• What you should do:
Each record is to be copied exactly, with its pictures left behind.

[Records from a data source]
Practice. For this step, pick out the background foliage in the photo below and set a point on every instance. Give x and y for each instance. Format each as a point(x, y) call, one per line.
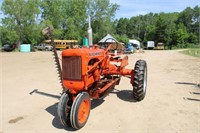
point(26, 18)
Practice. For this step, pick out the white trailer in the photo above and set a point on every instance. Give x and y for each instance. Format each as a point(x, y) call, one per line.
point(150, 45)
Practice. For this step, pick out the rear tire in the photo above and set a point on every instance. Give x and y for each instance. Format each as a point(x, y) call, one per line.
point(80, 110)
point(139, 80)
point(64, 108)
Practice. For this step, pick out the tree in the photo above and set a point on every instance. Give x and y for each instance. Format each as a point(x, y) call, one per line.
point(20, 14)
point(102, 14)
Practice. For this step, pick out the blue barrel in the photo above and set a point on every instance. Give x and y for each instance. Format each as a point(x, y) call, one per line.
point(85, 42)
point(25, 48)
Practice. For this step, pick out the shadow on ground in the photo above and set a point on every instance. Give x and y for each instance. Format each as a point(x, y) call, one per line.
point(193, 93)
point(187, 83)
point(125, 95)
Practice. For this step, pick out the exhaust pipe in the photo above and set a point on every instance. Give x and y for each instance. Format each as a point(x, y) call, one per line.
point(89, 32)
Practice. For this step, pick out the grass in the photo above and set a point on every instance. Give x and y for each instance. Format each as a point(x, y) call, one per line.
point(192, 52)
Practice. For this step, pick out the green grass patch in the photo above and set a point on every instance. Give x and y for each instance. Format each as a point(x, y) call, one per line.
point(192, 52)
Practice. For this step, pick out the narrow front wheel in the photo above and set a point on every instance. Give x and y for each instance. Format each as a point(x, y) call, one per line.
point(139, 80)
point(80, 110)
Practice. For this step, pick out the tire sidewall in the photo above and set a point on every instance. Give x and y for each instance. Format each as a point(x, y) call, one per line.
point(75, 109)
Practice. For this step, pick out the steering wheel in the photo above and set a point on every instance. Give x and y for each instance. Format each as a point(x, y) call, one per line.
point(113, 40)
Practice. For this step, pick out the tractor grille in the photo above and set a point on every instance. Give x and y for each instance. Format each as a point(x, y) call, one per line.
point(72, 68)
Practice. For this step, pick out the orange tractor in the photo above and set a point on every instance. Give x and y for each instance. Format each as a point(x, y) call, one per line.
point(90, 73)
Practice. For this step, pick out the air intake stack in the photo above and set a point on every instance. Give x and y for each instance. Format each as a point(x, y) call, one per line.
point(89, 32)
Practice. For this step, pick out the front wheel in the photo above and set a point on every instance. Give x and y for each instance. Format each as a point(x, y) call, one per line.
point(64, 109)
point(80, 110)
point(139, 80)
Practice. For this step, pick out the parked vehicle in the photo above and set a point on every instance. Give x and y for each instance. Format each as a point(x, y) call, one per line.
point(160, 46)
point(44, 47)
point(150, 45)
point(9, 47)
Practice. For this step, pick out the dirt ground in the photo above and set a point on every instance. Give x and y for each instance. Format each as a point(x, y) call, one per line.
point(30, 92)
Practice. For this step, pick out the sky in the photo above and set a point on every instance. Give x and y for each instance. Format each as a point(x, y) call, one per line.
point(130, 8)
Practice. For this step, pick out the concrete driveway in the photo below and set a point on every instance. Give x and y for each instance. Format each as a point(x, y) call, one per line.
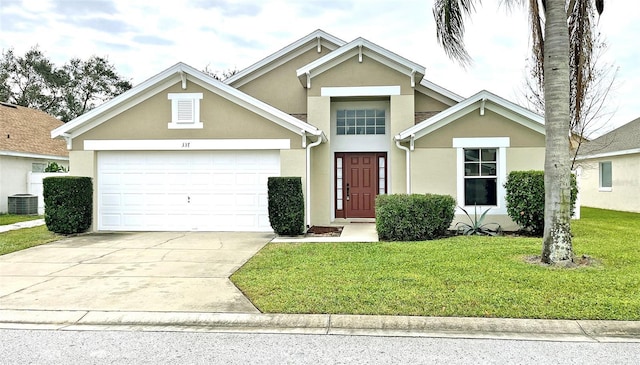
point(151, 271)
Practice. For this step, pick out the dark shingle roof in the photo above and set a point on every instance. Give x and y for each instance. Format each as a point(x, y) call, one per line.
point(626, 137)
point(29, 131)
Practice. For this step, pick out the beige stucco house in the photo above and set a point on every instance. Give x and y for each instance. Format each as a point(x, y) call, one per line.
point(25, 147)
point(183, 151)
point(610, 177)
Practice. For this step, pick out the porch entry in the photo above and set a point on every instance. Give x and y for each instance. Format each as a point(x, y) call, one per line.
point(359, 178)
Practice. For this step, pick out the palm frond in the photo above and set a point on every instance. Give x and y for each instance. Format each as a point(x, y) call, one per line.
point(449, 17)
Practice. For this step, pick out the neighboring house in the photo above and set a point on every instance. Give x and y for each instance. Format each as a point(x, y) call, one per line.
point(26, 146)
point(183, 151)
point(611, 169)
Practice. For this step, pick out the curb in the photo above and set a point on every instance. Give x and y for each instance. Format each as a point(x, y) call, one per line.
point(326, 324)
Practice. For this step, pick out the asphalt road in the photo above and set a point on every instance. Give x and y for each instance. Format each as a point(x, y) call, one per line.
point(111, 347)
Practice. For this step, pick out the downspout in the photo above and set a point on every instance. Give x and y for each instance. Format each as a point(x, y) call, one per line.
point(308, 178)
point(408, 161)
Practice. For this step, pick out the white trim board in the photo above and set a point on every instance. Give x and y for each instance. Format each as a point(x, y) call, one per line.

• Response:
Practice. For this step, pick out the background foliage in the photo below and set a point on every instance. Give x and y for each instance. Format each as a point(x, y) call, one per line.
point(26, 18)
Practice. For this step, pick out the white trailer in the photo above and set a point on every instance. Give x and y for each instance. Format each as a point(x, y) call, one per line.
point(150, 45)
Practice. For this step, pick out the rear tire in the photo above and set a point on every instance. Give x and y for each instance. Format each as a point(x, y) call, one per line.
point(80, 110)
point(139, 80)
point(64, 108)
Practice. For this step, pick out the tree in the photo above and set a point on every instance. Give x and y for each instance. Format each as a point(x, y) call, one per line.
point(20, 14)
point(102, 14)
Practice. For this step, pick out the blue barrel in the photo above and set a point on every instance. Give x and y for each instance. Format each as a point(x, y) call, one per line.
point(85, 42)
point(25, 48)
Practice. For this step, pick out the shadow on ground in the photo above and set a point on every instance. Give x and y for each instance. Format each as a point(x, y) call, one per line.
point(193, 93)
point(187, 83)
point(125, 95)
Practice. For this step, pick out the exhaust pipe in the photo above and set a point on every instance. Give x and y for each instance. Format each as a point(x, y) call, one per line.
point(89, 32)
Practice. For this step, pick out the grass in the photo above and set a point on every instance. Give x and y for each instance. Format each as a point(x, y) call, one per line.
point(192, 52)
Practice. For this step, pick out the green grass patch in the photo above and set a point on every instance. Give x and y for each instance. Format each as a point(x, y) call, one per line.
point(192, 52)
Practice. For this step, pick out the narrow front wheel in the photo above and set a point on every instance. Give x and y for each instance. Format each as a point(x, y) call, one per line.
point(139, 80)
point(80, 110)
Practice. For this step, pick out the tire sidewall in the photo above and set a point on every instance. Give x and y for each instance. Format each as a point(x, y) call, one per line.
point(75, 109)
Practice. For this step, pick out the steering wheel in the photo above and set a point on every instance. Give x and y for each instance. Format each as a point(x, y) call, one per line.
point(113, 40)
Practice. For this step, pick out the tractor grille in the photo above and set a point on every instance. Give x and y for each instance. Format each as a point(x, y) call, one per line.
point(72, 68)
Practice. For this step, pick out the orange tractor in the photo above and set a point on every instance. Give x and y for each instance. Format each as a point(x, y) call, one per line.
point(90, 73)
Practice. For this step, pick out the air intake stack in the photo above and set a point on every instance. Give x and y for each instance. Format each as a point(x, y) call, one per line.
point(89, 32)
Practice. For this step, pick out the front wheel in the photo above and set a point on every instance. Give x and y for each instance. Format each as a point(x, y) call, one per line.
point(64, 109)
point(80, 110)
point(139, 80)
Practice. For this step, pick out the parked vehicle in the photo above and set a point on every instance. Give x and y for each instance. Format each as a point(x, y) call, one per line.
point(160, 46)
point(44, 47)
point(150, 45)
point(9, 47)
Practice. For this step, pick out the dirt ground in the photo above and set a point on every instance. Give x and y for each instance. Format each as a point(x, y) call, one per line.
point(30, 92)
Practice. For this step, pick out the sky in the photo above and set a point on every instance. Give x and y for each instance. Format each as a point(x, y) call, one per line.
point(130, 8)
Practice. For this step, pick out the concrete driveway in the photo below and set a point on every instance. Give x and y for each instance. Format each as a point(x, y) call, one per line.
point(151, 271)
Practice. For this step, pick out the dark shingle roof in the photo above and set a point on every instance. Give x and y for each instance. Format each as a point(x, y) call, one per line.
point(626, 137)
point(29, 131)
Practice. For this step, pick out the beige stucco house in the photo above and set a point on every instance. Give x and y for each instance. Format each as a point(x, y) call, one per line.
point(25, 147)
point(183, 151)
point(610, 177)
Practice. For this step, pick out the porch entry in the photo above and set a point on every instance. Give x and y for each instance. Format each as a point(x, y) call, one per line.
point(359, 178)
Practice. For this step, pick out the palm frond in the photo above and set a point on every instance. Give x and y for each instance. Format each as a point(x, y) call, one per line.
point(449, 17)
Practice. For this step, pick out the neighboring house in the photo above and set a point on every instance. Give x and y for each instance. Format each as a point(x, y) call, one per line.
point(26, 146)
point(183, 151)
point(611, 169)
Practice. For this step, pick out the curb in the photo above and set a point on every instance. Give x and y for each instance. Format each as a point(x, y) call, one per line.
point(326, 324)
Practice. For this step, pick out the asphalt road in the photo above and set a point on every instance. Give x and y for each instance. Format each as a point(x, y) call, one per line.
point(111, 347)
Practice. For this step, pick out the downspout in the photo above and set a point on every instance. Give x and y for each instance. Format each as a point(x, y) call, one per line.
point(308, 178)
point(408, 161)
Practice. For this step, pick out the white trim board in the photo above and set a point on every instance. Give x and y for each instance. Format each as a point(x, y) call, one per line.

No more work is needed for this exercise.